EXERCISE DETAILS >> Quote precisely the final stretch of the listing: start at the line containing "Identify the hat" and stop after the last line.

* BEGIN MATERIAL FOR THIS EXERCISE *

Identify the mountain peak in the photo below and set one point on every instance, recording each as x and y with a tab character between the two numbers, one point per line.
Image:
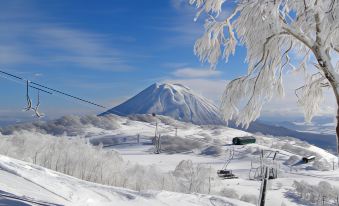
174	100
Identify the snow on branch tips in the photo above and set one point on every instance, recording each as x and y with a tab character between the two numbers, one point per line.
272	32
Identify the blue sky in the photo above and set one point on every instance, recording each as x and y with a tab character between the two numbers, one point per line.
104	51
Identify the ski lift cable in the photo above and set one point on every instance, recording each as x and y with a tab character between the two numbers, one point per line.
69	95
51	89
19	82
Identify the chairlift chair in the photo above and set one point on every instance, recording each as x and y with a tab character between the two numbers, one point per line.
36	108
224	173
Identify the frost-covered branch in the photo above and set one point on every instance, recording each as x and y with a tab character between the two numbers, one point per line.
270	31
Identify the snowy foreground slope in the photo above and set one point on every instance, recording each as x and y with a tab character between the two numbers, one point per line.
27	180
205	146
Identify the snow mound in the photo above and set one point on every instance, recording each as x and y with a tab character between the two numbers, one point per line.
27	181
174	100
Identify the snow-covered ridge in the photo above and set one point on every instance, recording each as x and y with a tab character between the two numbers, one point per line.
120	134
22	179
174	100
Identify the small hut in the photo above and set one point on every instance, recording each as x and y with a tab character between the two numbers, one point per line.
308	159
243	140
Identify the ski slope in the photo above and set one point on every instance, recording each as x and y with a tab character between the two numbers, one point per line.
27	181
24	180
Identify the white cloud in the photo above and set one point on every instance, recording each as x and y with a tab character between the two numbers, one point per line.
278	108
51	45
196	73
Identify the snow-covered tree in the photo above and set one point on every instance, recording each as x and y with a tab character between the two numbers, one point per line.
271	30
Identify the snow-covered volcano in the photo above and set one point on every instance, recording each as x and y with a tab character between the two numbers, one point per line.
174	100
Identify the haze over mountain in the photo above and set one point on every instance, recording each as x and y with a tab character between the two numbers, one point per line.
174	100
183	104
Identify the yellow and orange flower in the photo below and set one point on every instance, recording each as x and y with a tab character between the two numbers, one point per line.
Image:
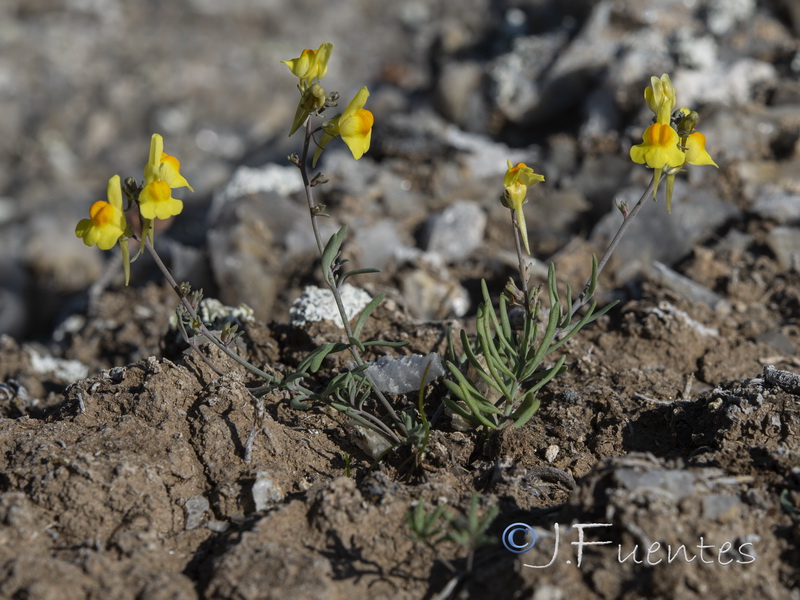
517	180
662	148
161	175
354	126
310	65
106	223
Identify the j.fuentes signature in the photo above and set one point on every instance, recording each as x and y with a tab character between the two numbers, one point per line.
521	537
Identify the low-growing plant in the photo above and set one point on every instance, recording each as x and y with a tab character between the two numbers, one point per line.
496	378
440	525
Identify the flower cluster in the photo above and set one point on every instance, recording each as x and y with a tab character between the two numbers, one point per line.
354	125
108	225
671	141
516	182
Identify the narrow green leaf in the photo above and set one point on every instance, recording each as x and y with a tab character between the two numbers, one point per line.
332	249
504	322
473	399
593	280
359	272
362	318
313	361
355	342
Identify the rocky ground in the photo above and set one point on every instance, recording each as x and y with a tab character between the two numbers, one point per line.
123	464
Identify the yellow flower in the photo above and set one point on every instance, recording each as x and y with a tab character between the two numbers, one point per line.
354	126
312	100
659	148
660	98
163	167
311	64
161	174
156	201
664	148
696	153
516	182
106	223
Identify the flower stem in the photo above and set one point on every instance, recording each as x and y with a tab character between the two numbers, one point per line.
197	321
612	246
330	280
523	272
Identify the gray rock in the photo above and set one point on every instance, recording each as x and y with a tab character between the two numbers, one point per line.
404	374
429	290
725	85
721	507
265	491
687	288
515	76
317	304
194	511
459	95
378	242
657	236
778	205
457	232
724	15
673	484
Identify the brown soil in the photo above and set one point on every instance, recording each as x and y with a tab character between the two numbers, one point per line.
669	428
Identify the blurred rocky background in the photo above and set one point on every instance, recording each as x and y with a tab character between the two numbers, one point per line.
457	88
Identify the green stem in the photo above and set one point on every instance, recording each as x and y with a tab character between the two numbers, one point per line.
612	246
330	279
518	242
196	320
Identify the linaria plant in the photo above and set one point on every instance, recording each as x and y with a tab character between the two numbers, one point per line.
351	392
496	380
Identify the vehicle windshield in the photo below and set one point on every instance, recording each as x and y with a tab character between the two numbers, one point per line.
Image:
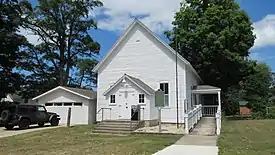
41	108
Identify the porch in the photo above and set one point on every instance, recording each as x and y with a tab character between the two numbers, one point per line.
199	110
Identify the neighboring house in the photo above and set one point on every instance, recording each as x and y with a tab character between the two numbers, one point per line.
244	110
15	98
81	101
137	65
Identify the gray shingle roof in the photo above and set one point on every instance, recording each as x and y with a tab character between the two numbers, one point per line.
134	80
204	87
85	92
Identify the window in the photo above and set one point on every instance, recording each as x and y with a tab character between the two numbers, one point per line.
78	104
48	104
22	109
165	87
141	98
68	104
112	99
42	109
32	109
57	104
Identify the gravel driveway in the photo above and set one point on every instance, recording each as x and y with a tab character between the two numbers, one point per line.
16	131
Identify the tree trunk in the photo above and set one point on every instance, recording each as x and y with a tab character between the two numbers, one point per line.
61	65
67	73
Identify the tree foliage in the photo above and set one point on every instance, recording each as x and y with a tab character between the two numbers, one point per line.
10	43
62	26
215	37
85	77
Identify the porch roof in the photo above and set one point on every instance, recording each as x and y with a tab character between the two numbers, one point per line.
205	89
140	84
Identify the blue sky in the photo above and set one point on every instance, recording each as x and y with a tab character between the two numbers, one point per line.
116	16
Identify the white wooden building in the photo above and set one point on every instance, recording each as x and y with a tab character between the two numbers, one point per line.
137	65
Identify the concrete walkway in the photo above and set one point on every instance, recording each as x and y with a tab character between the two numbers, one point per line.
192	145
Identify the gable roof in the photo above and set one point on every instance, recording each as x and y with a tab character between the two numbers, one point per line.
85	93
143	86
128	30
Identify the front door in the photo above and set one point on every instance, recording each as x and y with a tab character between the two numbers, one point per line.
124	105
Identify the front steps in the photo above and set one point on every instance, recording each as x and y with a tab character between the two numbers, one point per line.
116	126
206	127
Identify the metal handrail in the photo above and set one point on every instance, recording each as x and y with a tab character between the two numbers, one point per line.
101	109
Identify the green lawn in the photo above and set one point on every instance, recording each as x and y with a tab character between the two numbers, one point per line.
247	137
79	140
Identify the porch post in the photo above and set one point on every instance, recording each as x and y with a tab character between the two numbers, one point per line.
219	100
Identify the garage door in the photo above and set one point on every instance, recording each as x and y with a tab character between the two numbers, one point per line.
79	113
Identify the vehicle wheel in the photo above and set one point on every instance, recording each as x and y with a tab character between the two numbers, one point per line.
5	115
9	127
54	121
41	124
24	124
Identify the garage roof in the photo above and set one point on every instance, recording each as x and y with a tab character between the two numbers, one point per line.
85	93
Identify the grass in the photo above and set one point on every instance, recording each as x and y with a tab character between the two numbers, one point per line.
247	137
80	140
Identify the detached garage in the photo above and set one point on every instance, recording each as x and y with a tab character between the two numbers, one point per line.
81	101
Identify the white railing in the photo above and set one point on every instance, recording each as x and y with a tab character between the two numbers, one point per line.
218	121
209	110
192	118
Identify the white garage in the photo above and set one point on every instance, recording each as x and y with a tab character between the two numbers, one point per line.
81	101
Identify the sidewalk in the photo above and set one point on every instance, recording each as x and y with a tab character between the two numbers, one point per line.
192	145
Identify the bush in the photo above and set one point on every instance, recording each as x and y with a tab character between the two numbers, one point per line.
258	115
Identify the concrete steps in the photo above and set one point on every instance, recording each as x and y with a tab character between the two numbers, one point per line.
206	127
116	126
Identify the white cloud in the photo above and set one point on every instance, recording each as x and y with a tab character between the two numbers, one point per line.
33	39
265	31
156	14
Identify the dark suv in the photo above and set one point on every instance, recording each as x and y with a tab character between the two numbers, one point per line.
24	115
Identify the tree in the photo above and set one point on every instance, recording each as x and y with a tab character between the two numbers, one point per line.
85	77
62	26
215	37
10	43
257	87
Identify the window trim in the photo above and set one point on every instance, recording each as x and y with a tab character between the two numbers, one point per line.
163	82
68	104
110	100
141	97
48	104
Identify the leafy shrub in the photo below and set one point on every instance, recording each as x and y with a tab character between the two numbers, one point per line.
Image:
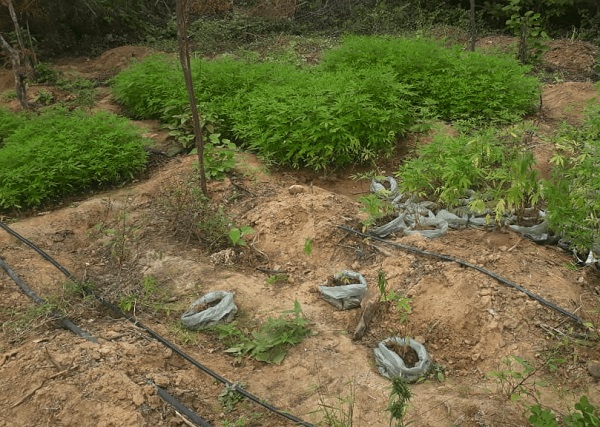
586	415
455	84
318	119
489	163
572	194
62	152
148	87
270	342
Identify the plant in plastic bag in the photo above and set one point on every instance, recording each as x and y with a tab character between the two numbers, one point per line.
391	365
347	291
572	193
211	309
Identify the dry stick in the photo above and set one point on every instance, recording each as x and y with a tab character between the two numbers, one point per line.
7	356
54	362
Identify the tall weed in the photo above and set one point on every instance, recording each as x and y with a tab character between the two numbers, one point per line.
572	193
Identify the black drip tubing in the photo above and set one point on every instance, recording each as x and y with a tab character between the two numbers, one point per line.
40	301
500	279
156	335
180	407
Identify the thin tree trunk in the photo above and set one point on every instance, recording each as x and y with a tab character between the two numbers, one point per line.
184	57
18	34
473	27
20	75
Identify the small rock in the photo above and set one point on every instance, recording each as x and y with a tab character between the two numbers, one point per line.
594	369
296	189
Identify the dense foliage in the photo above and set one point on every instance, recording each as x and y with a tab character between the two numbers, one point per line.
60	153
489	170
350	109
573	202
451	83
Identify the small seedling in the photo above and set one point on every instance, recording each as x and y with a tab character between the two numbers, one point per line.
236	235
398	404
276	279
308	246
229	396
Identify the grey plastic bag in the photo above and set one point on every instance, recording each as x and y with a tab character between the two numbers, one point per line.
223	312
390	364
345	297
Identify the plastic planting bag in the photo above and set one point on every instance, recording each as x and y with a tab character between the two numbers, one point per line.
212	308
391	365
345	296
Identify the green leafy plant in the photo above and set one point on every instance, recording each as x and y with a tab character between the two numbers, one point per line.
517	379
88	151
122	238
229	396
269	343
571	193
400	396
375	209
402	304
337	411
149	295
587	415
308	246
446	82
236	235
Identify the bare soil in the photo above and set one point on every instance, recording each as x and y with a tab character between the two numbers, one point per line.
468	322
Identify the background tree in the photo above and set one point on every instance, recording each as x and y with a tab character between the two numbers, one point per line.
182	8
21	65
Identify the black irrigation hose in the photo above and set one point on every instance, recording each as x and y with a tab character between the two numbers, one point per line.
180	407
157	336
40	301
468	264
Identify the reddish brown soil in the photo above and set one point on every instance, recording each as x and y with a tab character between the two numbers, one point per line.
468	322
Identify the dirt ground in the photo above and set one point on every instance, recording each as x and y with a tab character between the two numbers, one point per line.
468	322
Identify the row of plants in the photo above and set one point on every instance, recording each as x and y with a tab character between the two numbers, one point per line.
351	108
57	153
493	171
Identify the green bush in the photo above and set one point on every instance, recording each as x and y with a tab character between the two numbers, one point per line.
489	168
148	87
453	83
319	119
572	193
62	152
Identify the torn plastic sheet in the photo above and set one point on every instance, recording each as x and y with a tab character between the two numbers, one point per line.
223	312
345	297
391	365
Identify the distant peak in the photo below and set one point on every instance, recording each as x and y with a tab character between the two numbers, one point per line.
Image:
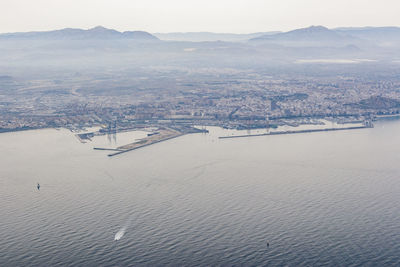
315	29
98	28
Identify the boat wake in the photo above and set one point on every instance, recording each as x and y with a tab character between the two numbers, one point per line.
120	234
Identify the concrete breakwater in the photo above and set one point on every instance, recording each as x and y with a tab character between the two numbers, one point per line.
295	132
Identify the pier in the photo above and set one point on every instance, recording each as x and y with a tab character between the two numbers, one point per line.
295	132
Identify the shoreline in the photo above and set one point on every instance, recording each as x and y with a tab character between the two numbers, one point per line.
295	132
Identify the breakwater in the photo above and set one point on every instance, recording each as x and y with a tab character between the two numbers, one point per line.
295	132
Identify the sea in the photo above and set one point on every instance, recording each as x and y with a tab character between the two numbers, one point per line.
309	199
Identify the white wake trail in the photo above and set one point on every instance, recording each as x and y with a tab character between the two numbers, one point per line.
120	234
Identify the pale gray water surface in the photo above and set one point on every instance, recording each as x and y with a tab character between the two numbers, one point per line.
326	198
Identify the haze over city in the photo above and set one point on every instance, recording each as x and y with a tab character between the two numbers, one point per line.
199	133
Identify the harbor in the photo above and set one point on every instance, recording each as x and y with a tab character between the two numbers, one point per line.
298	131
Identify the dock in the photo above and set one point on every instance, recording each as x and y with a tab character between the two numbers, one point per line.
295	132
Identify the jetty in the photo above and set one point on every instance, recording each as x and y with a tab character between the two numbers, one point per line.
296	132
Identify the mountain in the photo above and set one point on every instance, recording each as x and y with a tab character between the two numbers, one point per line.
98	32
209	36
311	36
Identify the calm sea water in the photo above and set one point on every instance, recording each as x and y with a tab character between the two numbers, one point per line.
329	199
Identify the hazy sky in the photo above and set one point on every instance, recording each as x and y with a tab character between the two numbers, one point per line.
239	16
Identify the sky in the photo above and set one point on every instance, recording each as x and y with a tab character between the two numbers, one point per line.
235	16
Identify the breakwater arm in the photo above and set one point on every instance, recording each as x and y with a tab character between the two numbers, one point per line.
295	132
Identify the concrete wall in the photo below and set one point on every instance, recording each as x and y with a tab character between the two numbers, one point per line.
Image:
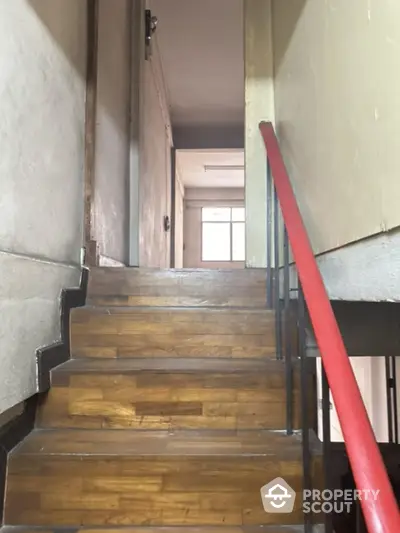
155	165
179	219
195	199
259	105
111	205
42	108
338	113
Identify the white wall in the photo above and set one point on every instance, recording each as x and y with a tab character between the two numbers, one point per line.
259	105
155	164
370	376
42	108
337	95
195	199
110	220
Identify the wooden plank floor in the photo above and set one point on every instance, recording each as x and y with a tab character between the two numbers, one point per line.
167	419
140	332
168	394
127	477
251	529
181	287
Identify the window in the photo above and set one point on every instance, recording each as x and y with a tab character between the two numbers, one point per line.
223	234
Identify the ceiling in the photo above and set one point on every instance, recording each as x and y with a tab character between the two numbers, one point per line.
201	46
211	168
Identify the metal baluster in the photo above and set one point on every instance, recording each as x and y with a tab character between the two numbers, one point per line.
394	389
269	238
277	304
389	398
288	340
307	478
326	436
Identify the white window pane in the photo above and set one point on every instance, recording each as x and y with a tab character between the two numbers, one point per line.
216	214
238	214
216	242
238	241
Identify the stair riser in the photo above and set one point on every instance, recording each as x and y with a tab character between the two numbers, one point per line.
166	401
145	491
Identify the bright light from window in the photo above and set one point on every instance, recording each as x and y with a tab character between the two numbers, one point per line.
223	234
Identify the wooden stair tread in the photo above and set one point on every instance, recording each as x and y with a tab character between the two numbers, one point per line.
161	443
171	365
163	331
186	287
178	313
168	393
127	529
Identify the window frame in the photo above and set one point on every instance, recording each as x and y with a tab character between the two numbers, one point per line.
231	223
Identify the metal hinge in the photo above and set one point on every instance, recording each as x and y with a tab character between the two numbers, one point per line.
320	405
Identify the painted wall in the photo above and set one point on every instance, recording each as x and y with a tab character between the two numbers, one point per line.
179	219
338	113
111	200
195	199
42	105
155	165
259	105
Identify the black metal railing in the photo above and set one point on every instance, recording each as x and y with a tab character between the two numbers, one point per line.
285	297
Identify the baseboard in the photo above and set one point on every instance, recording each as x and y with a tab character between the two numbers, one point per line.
53	355
12	434
106	261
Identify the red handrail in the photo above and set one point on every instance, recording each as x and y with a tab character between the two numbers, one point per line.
381	515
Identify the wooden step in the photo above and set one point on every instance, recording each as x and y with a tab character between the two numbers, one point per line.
157	332
168	394
136	478
184	287
122	529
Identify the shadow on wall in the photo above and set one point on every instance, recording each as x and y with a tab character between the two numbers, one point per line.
110	200
48	11
285	16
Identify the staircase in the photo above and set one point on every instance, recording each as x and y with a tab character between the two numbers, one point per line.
169	417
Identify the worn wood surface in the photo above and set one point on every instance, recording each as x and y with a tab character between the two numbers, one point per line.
157	332
149	478
166	418
183	287
206	529
168	393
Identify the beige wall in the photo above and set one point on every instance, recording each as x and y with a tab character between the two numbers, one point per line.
259	105
195	199
42	113
155	165
110	223
179	210
337	95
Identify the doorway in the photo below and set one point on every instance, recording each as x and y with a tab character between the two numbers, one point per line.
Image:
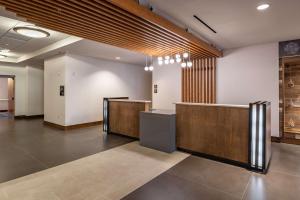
7	97
290	99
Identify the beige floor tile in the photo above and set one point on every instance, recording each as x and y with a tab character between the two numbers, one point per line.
273	186
107	175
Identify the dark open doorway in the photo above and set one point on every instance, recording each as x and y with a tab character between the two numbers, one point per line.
7	97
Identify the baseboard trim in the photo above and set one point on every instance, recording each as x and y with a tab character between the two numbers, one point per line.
29	116
290	141
76	126
285	140
276	139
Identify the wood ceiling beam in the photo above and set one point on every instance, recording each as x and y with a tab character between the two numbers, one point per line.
105	22
133	7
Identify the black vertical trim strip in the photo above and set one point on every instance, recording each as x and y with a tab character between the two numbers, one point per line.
106	127
264	135
250	135
257	135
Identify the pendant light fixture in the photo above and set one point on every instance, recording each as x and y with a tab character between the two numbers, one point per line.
178	59
189	63
151	65
172	61
185	55
146	68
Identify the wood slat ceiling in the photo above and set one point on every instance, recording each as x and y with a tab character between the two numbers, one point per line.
121	23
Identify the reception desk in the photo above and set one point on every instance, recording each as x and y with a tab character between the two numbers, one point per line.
124	115
236	134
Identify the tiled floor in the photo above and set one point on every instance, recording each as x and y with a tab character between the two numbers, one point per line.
107	175
27	146
198	178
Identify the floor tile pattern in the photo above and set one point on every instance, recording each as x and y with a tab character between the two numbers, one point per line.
28	146
107	175
199	178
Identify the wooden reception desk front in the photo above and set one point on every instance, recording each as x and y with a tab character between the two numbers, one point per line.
238	134
124	116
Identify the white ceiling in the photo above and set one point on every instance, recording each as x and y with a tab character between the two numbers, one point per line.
97	50
26	50
20	45
237	22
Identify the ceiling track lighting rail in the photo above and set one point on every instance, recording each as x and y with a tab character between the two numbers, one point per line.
205	24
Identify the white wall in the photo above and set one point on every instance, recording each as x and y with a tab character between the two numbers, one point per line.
244	75
3	93
35	91
28	88
250	74
54	76
87	81
168	80
20	85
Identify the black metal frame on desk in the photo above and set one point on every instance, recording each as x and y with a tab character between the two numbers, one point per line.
106	112
258	158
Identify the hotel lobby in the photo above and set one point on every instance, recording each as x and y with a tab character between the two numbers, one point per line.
149	100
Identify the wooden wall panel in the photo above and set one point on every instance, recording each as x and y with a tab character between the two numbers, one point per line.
123	112
221	131
199	81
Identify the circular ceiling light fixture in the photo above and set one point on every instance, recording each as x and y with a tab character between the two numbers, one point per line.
31	31
263	6
151	68
4	50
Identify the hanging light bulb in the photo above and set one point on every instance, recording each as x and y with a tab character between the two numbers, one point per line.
146	68
185	55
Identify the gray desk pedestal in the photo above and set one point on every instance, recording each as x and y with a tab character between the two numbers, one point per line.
157	130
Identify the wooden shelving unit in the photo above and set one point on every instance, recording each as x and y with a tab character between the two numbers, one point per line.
290	97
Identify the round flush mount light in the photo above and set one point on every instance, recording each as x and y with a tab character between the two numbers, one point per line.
4	50
263	6
31	31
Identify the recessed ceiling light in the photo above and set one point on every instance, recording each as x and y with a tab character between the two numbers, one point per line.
32	32
263	6
5	50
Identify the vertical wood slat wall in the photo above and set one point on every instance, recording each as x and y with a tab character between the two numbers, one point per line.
199	81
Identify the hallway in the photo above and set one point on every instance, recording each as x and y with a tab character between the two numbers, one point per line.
28	146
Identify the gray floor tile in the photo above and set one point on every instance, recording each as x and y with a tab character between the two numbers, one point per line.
273	186
213	174
28	146
170	187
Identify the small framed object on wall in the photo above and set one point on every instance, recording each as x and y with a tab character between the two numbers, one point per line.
155	88
61	90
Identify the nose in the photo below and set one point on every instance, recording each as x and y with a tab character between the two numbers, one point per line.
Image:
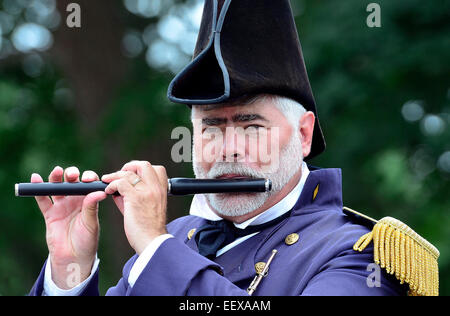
233	148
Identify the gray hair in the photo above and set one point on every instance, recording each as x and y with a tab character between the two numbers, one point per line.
292	110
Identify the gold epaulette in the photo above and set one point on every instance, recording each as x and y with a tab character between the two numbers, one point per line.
403	253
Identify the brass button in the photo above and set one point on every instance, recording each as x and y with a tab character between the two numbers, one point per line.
316	190
191	233
259	267
291	239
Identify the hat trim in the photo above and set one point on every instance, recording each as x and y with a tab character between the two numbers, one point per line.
216	29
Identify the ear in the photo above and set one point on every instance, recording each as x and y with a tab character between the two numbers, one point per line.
306	131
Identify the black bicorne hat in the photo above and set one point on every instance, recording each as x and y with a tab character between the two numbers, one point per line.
247	47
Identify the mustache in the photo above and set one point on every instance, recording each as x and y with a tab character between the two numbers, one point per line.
221	168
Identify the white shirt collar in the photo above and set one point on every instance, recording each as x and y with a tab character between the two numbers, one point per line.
200	208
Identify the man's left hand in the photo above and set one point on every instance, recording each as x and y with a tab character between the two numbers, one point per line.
142	201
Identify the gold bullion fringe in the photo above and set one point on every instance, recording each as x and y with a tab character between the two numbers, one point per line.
403	252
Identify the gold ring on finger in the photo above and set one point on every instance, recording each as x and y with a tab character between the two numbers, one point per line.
136	181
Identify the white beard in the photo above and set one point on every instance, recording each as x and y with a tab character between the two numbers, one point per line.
238	204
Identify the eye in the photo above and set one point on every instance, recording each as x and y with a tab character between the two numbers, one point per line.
253	127
212	129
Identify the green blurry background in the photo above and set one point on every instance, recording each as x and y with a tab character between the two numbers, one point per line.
95	97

* END MATERIAL FOR THIS EXERCISE *

ANSWER IN FULL >>
Identify the hat trim in the photo above and set one point on every instance, recording each as x and y with a tab character between the two numbers, one point per line.
216	29
Identify the ear in the photo above and set one point on every instance, recording each as x and y with a tab character between the two numbers, one point per line.
306	131
Identify the black bicorne hat in the photo above and set one point on every instance, recording each as x and y with a tab character between the two numbers, one point per line.
247	47
Identify the mustache in the photo above and set one point on every instance, recording each as x and y with a tab character between the two numbers, one point per line.
221	168
Identify the white shirt collar in the photo above and set one point on every instance, recording each as x and y with a tab character between the two numbers, one point per line.
200	208
Identify the man's left hand in the photo above and set one point on every instance, recording each as x and y with a tab character between the two numbers, one point per line.
142	201
Identify the gold bullion fringe in the photo above and set one point on every instance, recording each as x and y with a tab character between the two numbers, one point per line.
403	252
Identify the gold ring on finger in the photo above and set one point on every instance, recording each as x and y with a tab character between the two numbers, one point per line.
136	181
Identify the white beard in the photo above and set one point on every instance, recording each as x and y with a tab character between the two numbers, one point per line.
238	204
Identify the eye in the photo above and set one point on every instance, recording each as x and y with a tab character between the two numbers, one point per line.
253	127
212	129
Identify the green blurry background in the photo above and set one point on every instance, recording each as x and y with a tab character between the two numbers, one point per line.
95	97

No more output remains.